#### [EXERCISE DIRECTIONS]
Would you transcribe the whole listing exactly, minus its pictures?

•••••

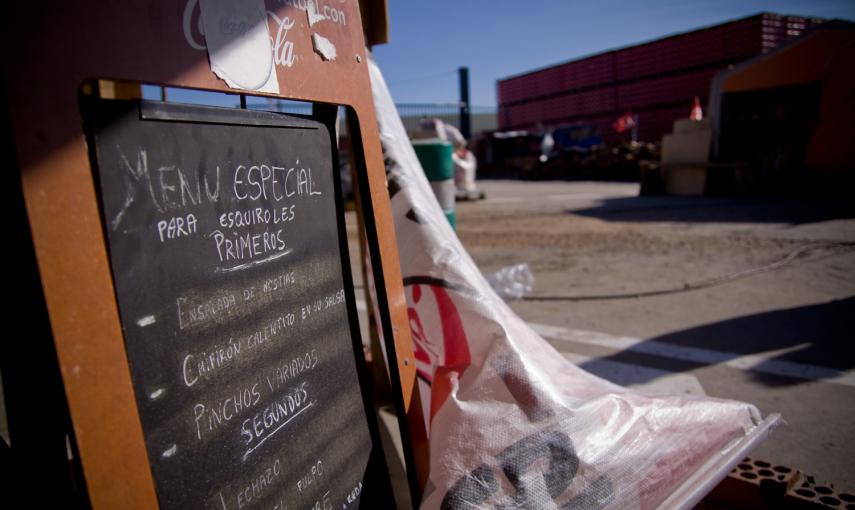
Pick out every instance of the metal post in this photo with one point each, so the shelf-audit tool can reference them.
(465, 115)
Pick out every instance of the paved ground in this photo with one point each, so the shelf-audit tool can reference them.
(745, 299)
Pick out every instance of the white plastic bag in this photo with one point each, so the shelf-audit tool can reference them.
(512, 282)
(512, 423)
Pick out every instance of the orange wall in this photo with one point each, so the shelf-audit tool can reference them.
(825, 56)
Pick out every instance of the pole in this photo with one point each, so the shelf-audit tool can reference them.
(465, 115)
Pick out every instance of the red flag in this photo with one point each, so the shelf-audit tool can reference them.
(627, 121)
(697, 113)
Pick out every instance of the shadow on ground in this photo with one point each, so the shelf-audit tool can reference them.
(819, 335)
(716, 210)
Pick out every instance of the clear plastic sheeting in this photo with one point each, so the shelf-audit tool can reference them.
(512, 282)
(512, 423)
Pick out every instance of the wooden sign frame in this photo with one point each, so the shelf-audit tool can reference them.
(52, 52)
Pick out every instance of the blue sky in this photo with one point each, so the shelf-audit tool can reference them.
(497, 39)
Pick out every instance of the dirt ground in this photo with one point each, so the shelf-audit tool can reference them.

•••••

#### [TASK RESPONSE]
Pick out every instance of the metal post in this photo with one point each, so the shelf-audit tool can reference them.
(465, 115)
Pick out every instance of the paved ground in this photo with one point each, so the shelf-audit tool can reference them.
(745, 299)
Pick out every instance of the white plastic bag in this photo with one point each, so the shelf-audit tool can reference them.
(512, 282)
(512, 423)
Pick out every instance of the orange wall in this photo with one point each, so the shelf-audit tool can reference them.
(825, 56)
Pick out every instance of the pole in this photo with one point each, so the shelf-audit tool can reference them.
(465, 115)
Pick out every instance of the red flag in this photo with one point each, so the shelf-audit tool can reference them.
(627, 121)
(697, 113)
Pick out every instance of the shadow on ground in this photo with one point each, so the shelf-audit tool can reference them.
(819, 335)
(716, 210)
Pick out every instance of the clear plastic sheeting in this photo with one point each, so the shelf-audit tool can reference them.
(512, 282)
(512, 423)
Pick out every instance of the wooden sign frame in this photo with one point each, so the shelf-audit tool can reference them.
(52, 52)
Pick out every instance of the blue sky in this photo with one point each, so the shelf-audit tool can reference them.
(497, 39)
Pick out every instance of the dirt ground in this photo with one point each, so the shelf-audit tool can reference them.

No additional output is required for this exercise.